• _Work to complete_: Repeat word for word the opening stretch of the entries, from the first line through the line containing "box: [5, 339, 652, 480]".

[[ Given records open ]]

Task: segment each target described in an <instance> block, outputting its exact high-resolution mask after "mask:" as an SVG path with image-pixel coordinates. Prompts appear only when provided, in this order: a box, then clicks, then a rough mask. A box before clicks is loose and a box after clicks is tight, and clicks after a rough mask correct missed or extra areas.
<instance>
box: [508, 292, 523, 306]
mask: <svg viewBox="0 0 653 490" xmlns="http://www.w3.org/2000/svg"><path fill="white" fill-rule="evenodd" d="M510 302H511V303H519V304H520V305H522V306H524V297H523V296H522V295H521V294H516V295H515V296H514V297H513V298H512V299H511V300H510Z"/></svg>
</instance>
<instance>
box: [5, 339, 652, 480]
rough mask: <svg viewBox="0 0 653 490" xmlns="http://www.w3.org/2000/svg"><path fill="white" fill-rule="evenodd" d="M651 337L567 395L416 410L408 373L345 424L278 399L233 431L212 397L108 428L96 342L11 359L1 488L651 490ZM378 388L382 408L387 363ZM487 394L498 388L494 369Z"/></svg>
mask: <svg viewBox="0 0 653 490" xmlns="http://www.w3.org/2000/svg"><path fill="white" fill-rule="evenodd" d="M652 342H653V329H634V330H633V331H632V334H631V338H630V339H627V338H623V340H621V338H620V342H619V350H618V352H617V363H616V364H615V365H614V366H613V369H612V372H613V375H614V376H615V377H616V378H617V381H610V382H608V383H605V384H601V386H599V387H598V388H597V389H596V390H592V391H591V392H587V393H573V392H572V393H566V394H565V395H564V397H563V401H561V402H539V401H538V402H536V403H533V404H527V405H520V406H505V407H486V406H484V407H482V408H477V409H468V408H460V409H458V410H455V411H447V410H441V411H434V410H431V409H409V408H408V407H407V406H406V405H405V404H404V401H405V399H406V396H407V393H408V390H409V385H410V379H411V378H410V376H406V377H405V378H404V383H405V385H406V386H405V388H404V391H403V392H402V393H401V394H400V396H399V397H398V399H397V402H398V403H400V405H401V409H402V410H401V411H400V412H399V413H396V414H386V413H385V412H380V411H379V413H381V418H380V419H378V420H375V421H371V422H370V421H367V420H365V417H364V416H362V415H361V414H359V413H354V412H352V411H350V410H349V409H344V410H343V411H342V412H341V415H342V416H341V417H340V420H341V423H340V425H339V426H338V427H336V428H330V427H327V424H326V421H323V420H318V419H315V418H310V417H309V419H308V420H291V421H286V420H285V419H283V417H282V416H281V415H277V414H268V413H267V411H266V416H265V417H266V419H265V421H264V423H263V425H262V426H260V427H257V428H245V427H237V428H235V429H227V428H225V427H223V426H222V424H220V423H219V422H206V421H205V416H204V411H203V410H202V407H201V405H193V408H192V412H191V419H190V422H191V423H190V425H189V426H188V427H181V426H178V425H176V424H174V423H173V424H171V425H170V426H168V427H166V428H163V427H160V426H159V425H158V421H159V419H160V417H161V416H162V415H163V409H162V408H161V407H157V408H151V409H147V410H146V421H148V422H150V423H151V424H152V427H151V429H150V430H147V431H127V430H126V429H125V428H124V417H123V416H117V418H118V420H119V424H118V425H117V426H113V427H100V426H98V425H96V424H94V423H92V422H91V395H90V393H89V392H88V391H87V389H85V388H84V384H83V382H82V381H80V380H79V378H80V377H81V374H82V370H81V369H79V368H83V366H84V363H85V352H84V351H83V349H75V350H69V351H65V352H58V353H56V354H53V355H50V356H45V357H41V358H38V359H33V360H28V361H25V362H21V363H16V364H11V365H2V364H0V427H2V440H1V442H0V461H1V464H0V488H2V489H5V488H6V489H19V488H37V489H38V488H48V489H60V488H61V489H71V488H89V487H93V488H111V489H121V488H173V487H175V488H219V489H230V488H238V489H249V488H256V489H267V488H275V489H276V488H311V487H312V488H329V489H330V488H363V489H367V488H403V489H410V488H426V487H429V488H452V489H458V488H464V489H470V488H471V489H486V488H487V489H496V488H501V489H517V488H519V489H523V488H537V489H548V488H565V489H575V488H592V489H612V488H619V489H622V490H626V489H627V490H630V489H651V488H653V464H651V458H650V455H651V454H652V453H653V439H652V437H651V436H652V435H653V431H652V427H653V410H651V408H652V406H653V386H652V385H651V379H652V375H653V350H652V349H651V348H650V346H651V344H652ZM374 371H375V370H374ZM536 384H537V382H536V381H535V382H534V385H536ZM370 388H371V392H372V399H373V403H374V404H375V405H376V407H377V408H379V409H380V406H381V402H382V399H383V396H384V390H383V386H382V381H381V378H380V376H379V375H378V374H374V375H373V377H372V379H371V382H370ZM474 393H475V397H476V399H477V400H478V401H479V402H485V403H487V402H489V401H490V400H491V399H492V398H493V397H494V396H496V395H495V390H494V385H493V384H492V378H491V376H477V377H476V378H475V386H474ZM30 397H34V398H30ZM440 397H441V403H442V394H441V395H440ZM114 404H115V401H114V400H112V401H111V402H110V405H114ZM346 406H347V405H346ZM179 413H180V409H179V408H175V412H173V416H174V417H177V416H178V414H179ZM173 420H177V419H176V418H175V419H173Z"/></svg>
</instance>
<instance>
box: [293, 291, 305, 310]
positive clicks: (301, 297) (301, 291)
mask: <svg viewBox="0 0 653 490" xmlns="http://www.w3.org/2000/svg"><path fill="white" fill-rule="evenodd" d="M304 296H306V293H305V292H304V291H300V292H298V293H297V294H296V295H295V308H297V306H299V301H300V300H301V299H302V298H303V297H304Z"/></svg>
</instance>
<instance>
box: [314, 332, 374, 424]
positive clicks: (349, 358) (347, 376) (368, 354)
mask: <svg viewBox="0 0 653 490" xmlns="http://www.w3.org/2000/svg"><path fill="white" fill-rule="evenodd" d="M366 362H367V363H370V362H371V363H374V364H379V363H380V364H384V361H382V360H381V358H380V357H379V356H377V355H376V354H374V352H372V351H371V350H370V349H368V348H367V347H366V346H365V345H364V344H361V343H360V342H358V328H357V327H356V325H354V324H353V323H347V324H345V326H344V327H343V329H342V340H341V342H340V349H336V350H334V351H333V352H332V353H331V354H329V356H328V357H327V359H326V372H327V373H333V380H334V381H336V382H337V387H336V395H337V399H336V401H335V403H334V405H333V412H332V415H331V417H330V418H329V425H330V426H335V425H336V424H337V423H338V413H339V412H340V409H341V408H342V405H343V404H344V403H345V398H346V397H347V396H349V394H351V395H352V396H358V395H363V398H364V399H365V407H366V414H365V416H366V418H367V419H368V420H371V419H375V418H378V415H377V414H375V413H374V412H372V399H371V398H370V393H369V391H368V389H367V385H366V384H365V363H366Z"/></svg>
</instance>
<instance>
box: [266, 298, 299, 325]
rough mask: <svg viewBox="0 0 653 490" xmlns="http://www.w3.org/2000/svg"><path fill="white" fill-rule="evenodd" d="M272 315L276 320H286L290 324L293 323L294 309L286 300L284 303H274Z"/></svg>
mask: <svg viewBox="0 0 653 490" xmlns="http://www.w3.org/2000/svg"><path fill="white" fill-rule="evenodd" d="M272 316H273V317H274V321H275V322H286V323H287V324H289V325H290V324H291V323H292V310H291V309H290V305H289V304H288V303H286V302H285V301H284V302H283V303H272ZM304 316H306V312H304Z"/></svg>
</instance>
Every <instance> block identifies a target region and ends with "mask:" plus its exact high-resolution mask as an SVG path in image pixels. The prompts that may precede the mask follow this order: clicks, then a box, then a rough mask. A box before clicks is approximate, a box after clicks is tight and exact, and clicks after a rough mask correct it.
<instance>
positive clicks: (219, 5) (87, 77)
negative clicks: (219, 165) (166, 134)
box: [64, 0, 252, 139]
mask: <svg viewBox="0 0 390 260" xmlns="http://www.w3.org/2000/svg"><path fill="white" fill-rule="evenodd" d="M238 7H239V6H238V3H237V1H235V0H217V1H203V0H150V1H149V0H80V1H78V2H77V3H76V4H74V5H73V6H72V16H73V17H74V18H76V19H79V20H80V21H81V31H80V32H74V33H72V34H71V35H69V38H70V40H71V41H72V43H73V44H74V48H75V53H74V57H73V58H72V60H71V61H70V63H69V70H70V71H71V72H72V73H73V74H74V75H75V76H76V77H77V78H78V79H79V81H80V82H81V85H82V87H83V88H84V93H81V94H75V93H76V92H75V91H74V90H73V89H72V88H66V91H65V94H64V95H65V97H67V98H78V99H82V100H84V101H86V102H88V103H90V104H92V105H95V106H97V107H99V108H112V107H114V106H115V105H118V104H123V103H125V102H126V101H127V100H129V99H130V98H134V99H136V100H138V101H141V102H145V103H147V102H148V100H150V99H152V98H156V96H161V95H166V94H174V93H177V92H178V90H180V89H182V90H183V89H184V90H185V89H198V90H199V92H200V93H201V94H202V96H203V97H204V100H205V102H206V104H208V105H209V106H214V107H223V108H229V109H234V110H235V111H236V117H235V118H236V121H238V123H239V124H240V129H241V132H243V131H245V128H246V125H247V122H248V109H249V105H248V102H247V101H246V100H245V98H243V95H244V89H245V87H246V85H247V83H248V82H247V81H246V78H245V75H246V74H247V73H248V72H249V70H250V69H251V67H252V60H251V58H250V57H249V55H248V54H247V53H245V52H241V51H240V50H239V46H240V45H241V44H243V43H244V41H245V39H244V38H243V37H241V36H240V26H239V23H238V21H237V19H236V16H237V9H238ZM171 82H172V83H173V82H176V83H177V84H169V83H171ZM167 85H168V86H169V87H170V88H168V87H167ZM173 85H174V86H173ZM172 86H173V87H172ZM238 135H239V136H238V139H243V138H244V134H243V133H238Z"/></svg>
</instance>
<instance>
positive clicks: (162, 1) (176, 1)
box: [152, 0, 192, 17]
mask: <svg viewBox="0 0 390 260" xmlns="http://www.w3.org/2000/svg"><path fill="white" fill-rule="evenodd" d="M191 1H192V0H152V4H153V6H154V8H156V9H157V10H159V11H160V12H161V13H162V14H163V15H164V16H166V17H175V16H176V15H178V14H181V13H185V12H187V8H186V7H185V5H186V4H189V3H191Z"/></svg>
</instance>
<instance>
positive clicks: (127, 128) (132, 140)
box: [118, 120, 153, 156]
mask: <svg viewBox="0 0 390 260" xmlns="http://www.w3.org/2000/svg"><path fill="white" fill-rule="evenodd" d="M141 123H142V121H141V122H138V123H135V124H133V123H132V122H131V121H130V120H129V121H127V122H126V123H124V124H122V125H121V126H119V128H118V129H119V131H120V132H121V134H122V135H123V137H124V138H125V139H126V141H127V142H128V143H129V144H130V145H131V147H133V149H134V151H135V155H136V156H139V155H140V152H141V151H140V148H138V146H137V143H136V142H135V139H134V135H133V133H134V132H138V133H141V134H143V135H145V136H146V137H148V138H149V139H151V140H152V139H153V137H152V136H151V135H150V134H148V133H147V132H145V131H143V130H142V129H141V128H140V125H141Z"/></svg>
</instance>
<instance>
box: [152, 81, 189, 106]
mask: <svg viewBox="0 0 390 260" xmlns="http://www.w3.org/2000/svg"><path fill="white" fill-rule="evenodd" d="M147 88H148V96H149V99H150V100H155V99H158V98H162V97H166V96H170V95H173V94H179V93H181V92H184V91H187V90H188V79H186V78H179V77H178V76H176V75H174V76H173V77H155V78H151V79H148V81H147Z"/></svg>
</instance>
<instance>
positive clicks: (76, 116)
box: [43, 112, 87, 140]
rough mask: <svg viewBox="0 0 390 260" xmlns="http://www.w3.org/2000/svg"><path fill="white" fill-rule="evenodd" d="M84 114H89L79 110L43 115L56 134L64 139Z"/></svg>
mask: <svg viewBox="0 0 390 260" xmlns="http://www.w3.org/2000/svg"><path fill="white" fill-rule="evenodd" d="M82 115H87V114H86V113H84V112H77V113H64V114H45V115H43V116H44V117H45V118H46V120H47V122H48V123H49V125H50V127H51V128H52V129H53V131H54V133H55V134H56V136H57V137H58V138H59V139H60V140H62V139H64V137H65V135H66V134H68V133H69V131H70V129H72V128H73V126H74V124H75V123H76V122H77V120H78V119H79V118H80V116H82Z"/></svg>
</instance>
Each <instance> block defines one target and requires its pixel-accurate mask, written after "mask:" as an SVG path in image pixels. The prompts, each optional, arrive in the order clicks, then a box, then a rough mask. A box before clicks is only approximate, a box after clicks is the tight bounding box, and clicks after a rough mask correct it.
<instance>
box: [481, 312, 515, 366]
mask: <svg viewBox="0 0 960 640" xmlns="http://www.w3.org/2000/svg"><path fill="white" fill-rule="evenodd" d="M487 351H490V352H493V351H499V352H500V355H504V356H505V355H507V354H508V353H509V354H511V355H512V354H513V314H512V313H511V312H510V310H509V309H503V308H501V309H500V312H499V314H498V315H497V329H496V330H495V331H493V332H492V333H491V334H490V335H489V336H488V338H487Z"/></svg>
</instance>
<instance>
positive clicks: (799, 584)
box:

[[ Given records closed ]]

• _Expected output_:
Task: segment each target described in an <instance> block, outputting its exact high-resolution mask after "mask:" as an SVG path with image-pixel coordinates. Prompts appear only when provided, in this order: a box, then clicks, then a rough mask. A box before clicks is loose and a box after clicks is tight, and clicks after a rough mask correct missed or extra areas.
<instance>
box: [508, 292, 523, 306]
mask: <svg viewBox="0 0 653 490" xmlns="http://www.w3.org/2000/svg"><path fill="white" fill-rule="evenodd" d="M510 302H511V303H519V304H520V305H522V306H524V297H523V296H522V295H521V294H516V295H515V296H514V297H513V298H512V299H511V300H510Z"/></svg>
</instance>
<instance>
box: [5, 339, 652, 480]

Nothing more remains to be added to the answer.